Task statement - Leave out any picture and return the remaining listing below exactly as given.

Records shown -

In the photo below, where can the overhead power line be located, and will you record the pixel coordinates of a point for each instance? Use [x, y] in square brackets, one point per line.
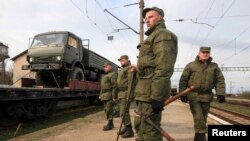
[229, 57]
[230, 6]
[123, 6]
[85, 14]
[224, 45]
[210, 18]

Solution to the problem -
In the photo below, where can the overhead power line be located, and will you record the pixel coordinates of a point for each instance? Use [x, y] in square brackets, one point per line.
[229, 57]
[230, 6]
[123, 6]
[85, 14]
[224, 45]
[210, 18]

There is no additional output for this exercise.